Object location annotation lines
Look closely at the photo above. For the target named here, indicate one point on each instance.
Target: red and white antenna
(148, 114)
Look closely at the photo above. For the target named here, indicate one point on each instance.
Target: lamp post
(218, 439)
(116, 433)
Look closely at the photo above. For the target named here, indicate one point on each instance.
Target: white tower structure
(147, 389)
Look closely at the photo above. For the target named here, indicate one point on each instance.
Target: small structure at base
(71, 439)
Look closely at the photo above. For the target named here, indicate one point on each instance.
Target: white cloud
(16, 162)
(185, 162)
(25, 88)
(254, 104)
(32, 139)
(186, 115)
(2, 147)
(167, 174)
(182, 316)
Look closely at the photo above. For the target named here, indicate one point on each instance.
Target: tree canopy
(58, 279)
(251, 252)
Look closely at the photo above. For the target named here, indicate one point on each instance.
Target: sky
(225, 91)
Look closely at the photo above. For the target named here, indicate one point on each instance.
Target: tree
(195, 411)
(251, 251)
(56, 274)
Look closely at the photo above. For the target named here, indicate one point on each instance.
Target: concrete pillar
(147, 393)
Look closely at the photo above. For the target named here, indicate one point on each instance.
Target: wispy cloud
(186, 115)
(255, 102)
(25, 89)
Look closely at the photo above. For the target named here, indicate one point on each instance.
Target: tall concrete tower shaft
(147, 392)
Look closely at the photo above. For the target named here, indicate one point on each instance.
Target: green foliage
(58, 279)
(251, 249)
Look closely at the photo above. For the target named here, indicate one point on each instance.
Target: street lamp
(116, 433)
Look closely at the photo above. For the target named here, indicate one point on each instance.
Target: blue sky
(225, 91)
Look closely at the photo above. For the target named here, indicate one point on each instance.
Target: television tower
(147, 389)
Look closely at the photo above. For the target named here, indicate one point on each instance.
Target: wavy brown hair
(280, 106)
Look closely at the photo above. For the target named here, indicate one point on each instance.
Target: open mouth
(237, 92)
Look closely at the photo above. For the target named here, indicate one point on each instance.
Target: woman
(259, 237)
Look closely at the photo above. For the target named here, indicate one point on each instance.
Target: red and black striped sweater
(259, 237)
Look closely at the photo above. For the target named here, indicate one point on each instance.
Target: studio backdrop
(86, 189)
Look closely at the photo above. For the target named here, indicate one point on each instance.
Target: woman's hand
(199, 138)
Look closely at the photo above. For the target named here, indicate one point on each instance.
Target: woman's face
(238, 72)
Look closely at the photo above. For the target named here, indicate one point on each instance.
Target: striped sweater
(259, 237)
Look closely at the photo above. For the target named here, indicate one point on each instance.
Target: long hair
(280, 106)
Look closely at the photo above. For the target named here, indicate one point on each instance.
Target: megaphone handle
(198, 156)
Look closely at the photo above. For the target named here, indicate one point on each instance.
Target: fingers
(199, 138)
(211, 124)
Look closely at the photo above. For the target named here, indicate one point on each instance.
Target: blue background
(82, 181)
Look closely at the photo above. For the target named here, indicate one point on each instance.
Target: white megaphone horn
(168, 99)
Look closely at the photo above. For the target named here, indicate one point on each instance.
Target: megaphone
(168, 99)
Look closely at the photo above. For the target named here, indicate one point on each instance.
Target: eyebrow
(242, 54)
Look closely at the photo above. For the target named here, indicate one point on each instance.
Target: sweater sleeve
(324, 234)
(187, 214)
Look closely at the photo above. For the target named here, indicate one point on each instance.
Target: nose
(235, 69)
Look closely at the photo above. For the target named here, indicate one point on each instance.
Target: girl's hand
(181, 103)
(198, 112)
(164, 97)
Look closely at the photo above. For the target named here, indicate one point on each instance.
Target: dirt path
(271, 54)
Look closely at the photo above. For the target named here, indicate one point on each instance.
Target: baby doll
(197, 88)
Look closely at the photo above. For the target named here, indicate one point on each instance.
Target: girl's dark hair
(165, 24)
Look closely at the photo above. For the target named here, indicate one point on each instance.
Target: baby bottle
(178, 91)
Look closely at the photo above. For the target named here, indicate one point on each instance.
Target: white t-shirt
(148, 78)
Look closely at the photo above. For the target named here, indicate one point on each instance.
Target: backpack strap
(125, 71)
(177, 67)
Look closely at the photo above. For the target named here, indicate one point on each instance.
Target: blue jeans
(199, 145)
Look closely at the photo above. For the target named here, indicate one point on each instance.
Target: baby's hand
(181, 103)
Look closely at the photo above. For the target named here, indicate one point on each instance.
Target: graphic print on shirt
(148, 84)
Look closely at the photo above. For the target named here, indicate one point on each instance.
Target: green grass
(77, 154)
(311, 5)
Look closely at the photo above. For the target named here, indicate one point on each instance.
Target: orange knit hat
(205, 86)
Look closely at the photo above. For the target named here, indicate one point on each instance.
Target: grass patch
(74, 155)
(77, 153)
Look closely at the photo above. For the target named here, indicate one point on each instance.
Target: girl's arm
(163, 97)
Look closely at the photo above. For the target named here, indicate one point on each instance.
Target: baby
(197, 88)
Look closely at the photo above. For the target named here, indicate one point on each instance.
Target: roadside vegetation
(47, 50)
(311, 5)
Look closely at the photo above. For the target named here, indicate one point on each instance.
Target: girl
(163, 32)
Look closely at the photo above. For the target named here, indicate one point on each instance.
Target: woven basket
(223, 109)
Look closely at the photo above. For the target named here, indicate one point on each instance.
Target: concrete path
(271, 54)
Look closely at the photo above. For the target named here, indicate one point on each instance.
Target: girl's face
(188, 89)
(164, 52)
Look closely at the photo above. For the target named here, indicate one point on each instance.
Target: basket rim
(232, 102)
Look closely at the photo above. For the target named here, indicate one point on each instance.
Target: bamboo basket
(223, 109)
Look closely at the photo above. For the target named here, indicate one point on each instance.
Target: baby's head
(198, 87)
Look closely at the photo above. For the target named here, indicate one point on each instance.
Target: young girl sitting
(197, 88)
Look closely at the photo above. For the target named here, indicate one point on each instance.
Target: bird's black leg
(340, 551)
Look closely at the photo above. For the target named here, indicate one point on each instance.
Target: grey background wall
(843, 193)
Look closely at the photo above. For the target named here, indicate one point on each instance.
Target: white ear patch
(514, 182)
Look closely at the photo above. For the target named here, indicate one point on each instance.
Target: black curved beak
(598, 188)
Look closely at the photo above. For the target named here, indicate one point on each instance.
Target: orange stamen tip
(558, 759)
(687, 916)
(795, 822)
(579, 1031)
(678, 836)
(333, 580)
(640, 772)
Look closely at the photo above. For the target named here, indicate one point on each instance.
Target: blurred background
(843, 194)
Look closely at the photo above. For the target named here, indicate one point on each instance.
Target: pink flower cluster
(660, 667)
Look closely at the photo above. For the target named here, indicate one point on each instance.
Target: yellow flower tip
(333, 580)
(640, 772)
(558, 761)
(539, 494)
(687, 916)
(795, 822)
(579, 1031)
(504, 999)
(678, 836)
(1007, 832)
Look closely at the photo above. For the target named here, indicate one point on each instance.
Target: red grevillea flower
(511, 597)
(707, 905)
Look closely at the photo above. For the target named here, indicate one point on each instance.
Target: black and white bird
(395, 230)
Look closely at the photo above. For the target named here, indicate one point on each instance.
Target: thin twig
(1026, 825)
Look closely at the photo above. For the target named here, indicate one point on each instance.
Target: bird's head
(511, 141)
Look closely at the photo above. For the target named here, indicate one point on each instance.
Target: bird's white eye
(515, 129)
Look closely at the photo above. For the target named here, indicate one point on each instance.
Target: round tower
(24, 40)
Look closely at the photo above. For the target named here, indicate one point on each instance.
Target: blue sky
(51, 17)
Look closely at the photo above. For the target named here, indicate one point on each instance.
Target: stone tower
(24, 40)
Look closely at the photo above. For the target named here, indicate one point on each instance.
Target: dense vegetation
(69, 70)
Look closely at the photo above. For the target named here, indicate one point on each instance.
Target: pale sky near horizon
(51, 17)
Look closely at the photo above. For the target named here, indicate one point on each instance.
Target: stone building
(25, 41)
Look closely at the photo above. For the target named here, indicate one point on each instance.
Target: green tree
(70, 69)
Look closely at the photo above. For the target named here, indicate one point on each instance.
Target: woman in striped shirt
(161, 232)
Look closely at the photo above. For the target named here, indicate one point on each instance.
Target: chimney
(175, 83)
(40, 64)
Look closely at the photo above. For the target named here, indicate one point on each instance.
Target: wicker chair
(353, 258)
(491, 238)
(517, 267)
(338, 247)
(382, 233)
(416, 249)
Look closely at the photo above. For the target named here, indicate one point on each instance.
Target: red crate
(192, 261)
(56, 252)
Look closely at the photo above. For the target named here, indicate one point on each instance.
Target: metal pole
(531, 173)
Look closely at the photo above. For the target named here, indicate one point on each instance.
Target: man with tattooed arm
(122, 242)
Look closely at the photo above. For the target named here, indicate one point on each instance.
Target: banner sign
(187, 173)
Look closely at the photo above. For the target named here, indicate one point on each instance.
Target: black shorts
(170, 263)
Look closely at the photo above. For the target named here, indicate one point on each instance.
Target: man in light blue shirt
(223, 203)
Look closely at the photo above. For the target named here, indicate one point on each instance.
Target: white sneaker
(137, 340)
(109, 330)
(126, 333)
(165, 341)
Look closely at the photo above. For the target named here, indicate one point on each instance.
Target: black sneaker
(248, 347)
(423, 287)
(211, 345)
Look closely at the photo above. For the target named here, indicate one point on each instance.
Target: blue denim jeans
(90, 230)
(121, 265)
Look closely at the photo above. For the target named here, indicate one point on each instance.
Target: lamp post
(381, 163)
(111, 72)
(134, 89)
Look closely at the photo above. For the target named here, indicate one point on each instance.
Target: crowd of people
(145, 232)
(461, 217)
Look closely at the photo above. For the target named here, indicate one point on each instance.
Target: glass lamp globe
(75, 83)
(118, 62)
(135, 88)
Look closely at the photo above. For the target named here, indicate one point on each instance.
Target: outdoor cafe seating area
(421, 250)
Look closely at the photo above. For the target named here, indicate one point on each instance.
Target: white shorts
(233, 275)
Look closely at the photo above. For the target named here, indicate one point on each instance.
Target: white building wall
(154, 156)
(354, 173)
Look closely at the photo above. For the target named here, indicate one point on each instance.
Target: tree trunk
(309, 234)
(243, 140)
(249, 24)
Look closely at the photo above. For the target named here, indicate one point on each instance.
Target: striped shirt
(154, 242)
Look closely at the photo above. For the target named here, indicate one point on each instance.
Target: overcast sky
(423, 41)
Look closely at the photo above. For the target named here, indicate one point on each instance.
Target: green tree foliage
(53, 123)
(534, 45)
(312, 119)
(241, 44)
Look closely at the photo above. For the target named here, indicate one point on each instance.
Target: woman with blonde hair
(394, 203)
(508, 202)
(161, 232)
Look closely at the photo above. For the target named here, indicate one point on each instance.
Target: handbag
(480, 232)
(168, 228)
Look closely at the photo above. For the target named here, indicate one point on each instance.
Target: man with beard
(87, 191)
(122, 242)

Short problem ▸ Pull out every line above that contains the string "vegetation" and copy each one in full. The match is case-sensitive.

Expected output ▸
Target: roadside vegetation
Target: dense vegetation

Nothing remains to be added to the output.